| PROBLEM |
Below are the records; they must be reproduced verbatim.

Natural-language object grounding data
--
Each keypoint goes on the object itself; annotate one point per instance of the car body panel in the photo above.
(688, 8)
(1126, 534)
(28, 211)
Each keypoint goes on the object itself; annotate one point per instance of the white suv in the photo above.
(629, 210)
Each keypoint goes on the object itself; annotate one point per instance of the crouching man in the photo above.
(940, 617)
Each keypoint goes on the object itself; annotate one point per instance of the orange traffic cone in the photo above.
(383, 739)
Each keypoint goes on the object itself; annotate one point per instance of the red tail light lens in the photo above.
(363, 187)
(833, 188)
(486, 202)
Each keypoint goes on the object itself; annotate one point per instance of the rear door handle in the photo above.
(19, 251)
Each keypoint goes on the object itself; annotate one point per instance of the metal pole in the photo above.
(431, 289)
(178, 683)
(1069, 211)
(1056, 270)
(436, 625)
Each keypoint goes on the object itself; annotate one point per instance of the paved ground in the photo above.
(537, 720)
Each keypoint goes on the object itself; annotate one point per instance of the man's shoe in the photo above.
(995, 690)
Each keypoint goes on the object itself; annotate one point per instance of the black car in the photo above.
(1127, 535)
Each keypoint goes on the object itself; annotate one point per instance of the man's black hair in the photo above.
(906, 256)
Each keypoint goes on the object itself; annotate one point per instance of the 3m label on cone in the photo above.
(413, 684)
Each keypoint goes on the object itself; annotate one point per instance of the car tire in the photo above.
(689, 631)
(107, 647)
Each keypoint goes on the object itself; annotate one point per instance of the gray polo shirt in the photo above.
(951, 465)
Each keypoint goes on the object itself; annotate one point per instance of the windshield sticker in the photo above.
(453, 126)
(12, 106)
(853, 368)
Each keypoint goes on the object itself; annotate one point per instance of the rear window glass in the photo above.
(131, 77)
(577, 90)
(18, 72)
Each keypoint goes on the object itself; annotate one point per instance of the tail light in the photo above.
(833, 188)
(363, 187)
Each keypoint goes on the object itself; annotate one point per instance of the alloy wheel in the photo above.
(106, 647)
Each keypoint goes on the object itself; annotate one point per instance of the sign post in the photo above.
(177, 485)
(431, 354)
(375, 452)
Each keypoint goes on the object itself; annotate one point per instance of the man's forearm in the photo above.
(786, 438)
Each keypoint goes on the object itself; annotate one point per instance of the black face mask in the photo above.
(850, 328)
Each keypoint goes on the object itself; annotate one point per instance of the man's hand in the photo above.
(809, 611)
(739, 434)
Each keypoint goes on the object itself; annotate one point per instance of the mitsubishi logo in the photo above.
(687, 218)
--
| EXERCISE SOLUTION |
Each keypoint goes on the object itself; annotate one point per instance of the car body panel in the photo above.
(688, 8)
(1126, 534)
(28, 211)
Each keypoint goes on the object itself; annotate one point per instance of the white suv in the photo above.
(629, 210)
Each keypoint goes on the object itself; annotate one point per instance of the crouching man in the photo above.
(940, 617)
Each keypoint goes on the object itself; annotate one point per instance of the orange traffic cone in the photo above.
(383, 739)
Each keypoint goes on the object itself; annotate one point per instance of the red tail light lens in the photo above.
(363, 187)
(833, 188)
(486, 202)
Each keypoint goes on the object itself; annotate one point per instance of the rear door handle in the photo above.
(19, 251)
Each keypoint goes on the object itself; annotate one point per instance of the metal pole in the photo above.
(431, 289)
(178, 683)
(1069, 211)
(1056, 270)
(436, 625)
Each keypoint goes on the object itself; annotate one point per instance of the paved ground in the photo above.
(537, 720)
Each keypoint goes on the object itself; annotate one point per instance of the man's shoe in the photo above.
(995, 690)
Each keypoint goes on the object itself; annotate one point per instance of the black car in the photo above.
(1127, 535)
Each keypoint goes on the object itself; annotate one point per instance of the man's black hair in the photo above.
(906, 256)
Each keypoint goes on the object itself; annotate one point per instance of the 3m label on cone in the photo above.
(413, 684)
Each keypoint goes on the object itself; annotate one point per instance of the car tire in the photo above.
(689, 631)
(107, 647)
Each keypoint goes on the object itself; annotate one point per instance of the gray polo shirt in the photo above.
(951, 465)
Each keypoint goes on the object itself; annotate one point per instance of the windshield sticker in the photo above.
(453, 126)
(12, 106)
(853, 368)
Each keypoint goes on the object itself; annotate one point per instance of the rear window glass in the photo above.
(131, 77)
(577, 90)
(18, 72)
Each keypoint goes on the object itself; annotate one point per instance of the tail light in the photo above.
(833, 188)
(363, 187)
Each keypoint goes on the object itself; annotate one point per instance of the alloy wheel in the photo above.
(106, 647)
Each keypoint goes on the object itself; annotate one point per instance of the sign post in the photo above.
(177, 485)
(431, 354)
(375, 452)
Each keypoint goes on the object itself; annotate one point per instance of the man's forearm in the photo above.
(786, 438)
Each keypoint goes on the object itself; annotate one point per instance of the black face mask in the photo above.
(850, 328)
Each keypoint goes on the object itself; annotate one point per instance of the man's hand in the photo above.
(809, 611)
(739, 434)
Each keypoint goes on the object itself; annotate one point per instance of the mitsubishi logo in the photo above.
(687, 218)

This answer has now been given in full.